**Written task:** Rewrite everything from the entry line containing "The user has requested that the stream" down to the line containing "[0,350,474,709]", substituting "please" for each occurrence of "kindly" and leaving all else unchanged.

**Records:**
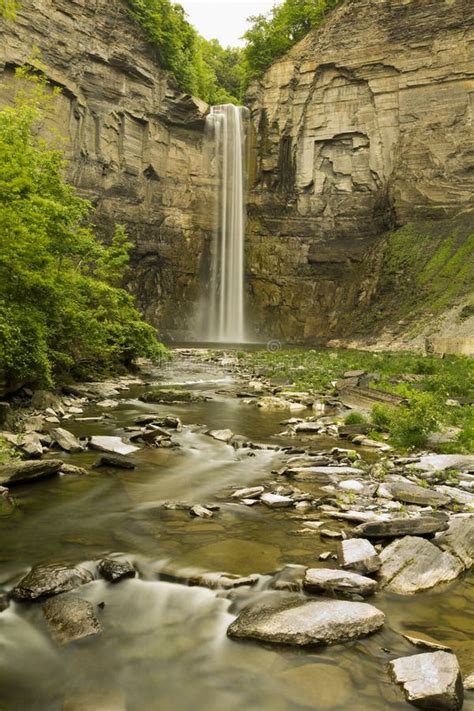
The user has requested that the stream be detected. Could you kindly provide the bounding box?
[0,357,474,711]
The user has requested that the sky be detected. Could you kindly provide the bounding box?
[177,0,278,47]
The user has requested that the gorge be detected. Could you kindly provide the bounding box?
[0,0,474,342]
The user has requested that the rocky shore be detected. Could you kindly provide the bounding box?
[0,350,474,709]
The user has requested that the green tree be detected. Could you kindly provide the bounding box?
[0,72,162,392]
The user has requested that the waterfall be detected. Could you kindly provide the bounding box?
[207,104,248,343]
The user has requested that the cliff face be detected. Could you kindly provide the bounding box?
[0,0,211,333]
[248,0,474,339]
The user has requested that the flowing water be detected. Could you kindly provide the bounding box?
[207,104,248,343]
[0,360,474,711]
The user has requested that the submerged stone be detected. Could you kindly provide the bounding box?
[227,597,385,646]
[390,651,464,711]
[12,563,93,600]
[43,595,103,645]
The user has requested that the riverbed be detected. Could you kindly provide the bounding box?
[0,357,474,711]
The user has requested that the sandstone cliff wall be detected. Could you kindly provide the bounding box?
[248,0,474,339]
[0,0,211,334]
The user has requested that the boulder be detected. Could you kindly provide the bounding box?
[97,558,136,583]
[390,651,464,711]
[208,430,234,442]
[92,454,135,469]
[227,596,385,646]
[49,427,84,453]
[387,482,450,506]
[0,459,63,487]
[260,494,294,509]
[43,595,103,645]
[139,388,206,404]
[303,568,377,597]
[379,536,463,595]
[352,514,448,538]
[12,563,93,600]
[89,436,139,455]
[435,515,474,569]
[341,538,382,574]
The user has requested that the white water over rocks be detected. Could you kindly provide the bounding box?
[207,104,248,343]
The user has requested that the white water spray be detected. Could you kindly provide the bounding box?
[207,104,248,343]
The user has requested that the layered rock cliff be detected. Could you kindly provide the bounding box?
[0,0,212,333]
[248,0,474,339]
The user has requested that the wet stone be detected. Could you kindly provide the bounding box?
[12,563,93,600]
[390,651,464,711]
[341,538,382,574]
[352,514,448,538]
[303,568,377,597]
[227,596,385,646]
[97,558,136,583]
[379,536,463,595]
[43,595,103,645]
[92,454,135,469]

* * *

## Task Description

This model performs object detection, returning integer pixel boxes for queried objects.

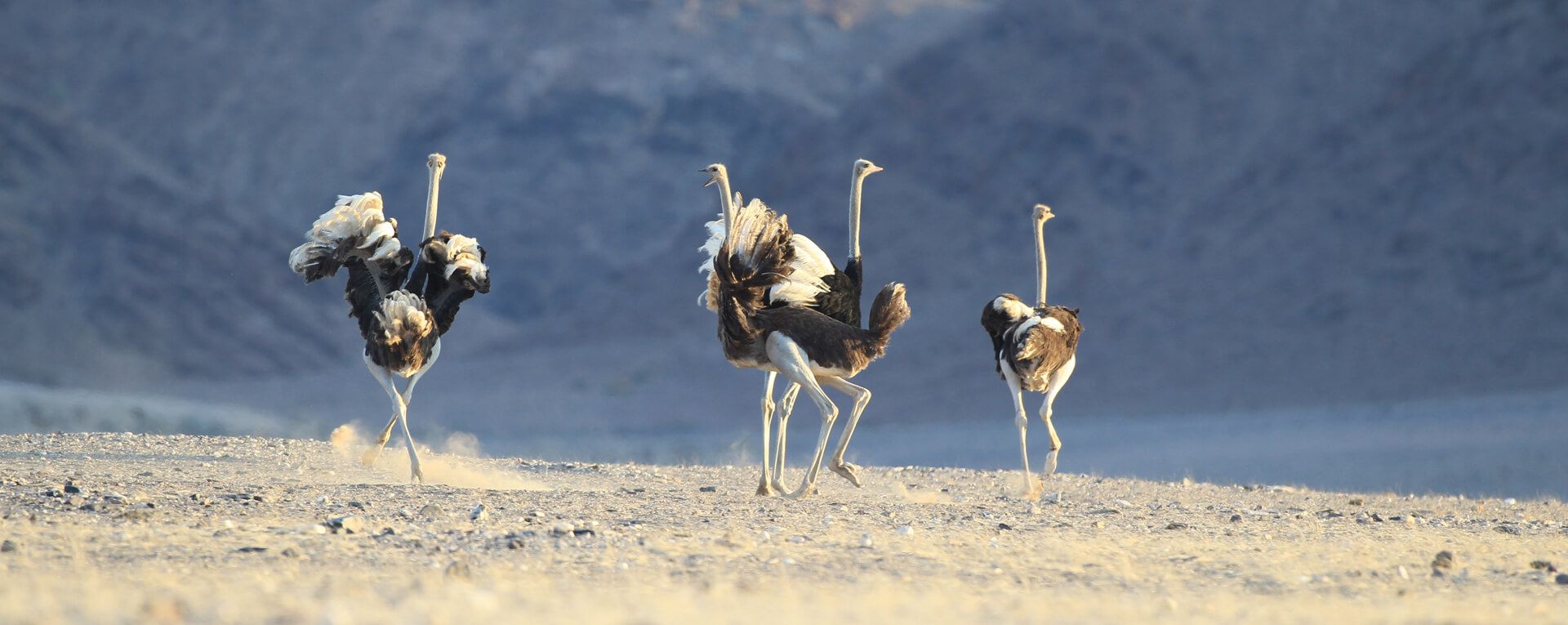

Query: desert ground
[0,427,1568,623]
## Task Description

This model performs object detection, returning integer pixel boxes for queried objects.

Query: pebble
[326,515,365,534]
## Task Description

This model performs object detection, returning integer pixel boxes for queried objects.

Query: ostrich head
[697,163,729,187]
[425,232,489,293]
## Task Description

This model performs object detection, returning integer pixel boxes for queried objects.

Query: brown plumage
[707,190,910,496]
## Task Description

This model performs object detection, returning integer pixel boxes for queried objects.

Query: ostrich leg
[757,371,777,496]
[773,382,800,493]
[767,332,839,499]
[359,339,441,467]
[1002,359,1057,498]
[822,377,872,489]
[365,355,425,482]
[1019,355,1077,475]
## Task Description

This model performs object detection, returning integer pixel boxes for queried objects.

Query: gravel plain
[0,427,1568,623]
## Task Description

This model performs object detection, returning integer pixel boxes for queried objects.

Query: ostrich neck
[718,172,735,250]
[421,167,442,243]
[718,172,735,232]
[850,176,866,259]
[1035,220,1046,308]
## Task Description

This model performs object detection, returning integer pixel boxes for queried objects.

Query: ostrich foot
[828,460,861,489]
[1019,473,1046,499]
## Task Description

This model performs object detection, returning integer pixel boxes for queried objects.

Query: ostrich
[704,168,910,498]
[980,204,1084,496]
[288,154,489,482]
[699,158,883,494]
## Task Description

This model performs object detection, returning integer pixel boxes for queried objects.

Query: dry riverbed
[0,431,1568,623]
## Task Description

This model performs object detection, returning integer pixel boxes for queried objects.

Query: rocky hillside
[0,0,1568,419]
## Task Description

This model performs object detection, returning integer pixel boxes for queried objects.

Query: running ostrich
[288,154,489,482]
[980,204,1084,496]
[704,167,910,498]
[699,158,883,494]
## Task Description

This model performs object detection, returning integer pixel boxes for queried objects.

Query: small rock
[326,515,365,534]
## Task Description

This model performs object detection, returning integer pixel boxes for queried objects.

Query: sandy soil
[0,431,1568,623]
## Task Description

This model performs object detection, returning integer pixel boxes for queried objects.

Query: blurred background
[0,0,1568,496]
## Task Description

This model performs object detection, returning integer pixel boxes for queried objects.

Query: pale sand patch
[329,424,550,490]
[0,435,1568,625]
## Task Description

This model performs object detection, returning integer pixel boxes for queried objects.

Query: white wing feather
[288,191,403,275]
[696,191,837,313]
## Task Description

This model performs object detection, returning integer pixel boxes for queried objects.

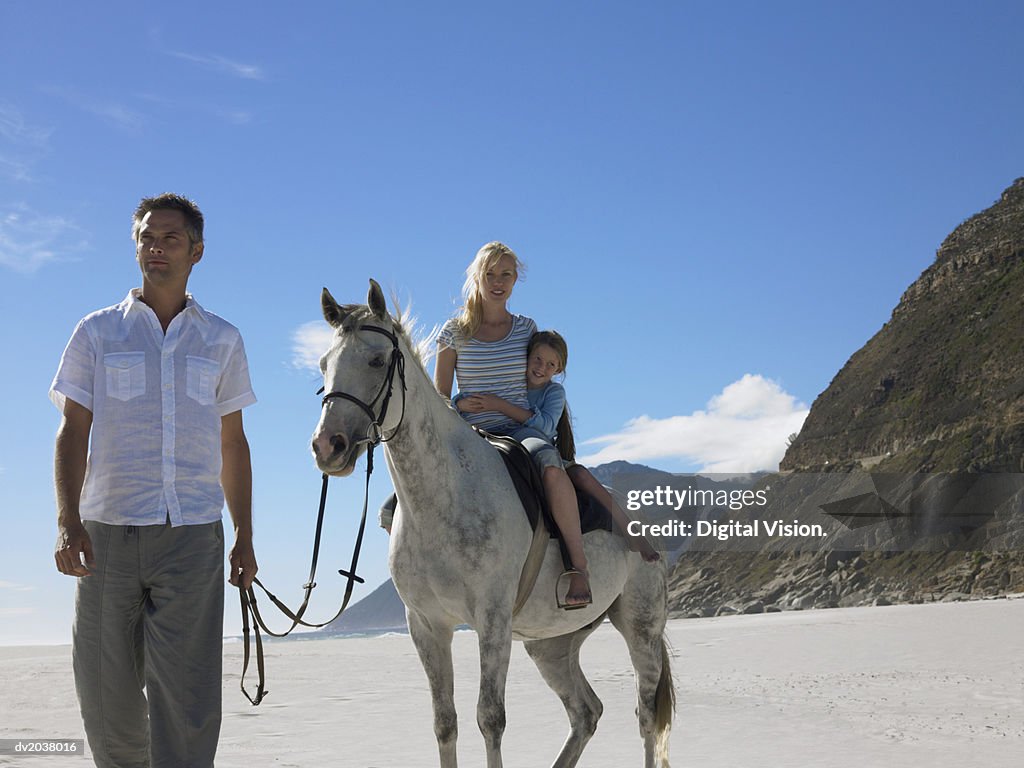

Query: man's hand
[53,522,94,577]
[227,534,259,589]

**Finished answer:**
The user has requested that the stream be detected. Could you please provide the bounding box?
[0,357,474,711]
The user has requested that the sky be detected. Could you please provide the bounding box?
[177,0,278,47]
The user has requested that the gorge be detected. Could you please provide the bounding box?
[0,0,474,342]
The user has requested that the rocky shore be detected. Could you please provide the bounding box?
[0,350,474,709]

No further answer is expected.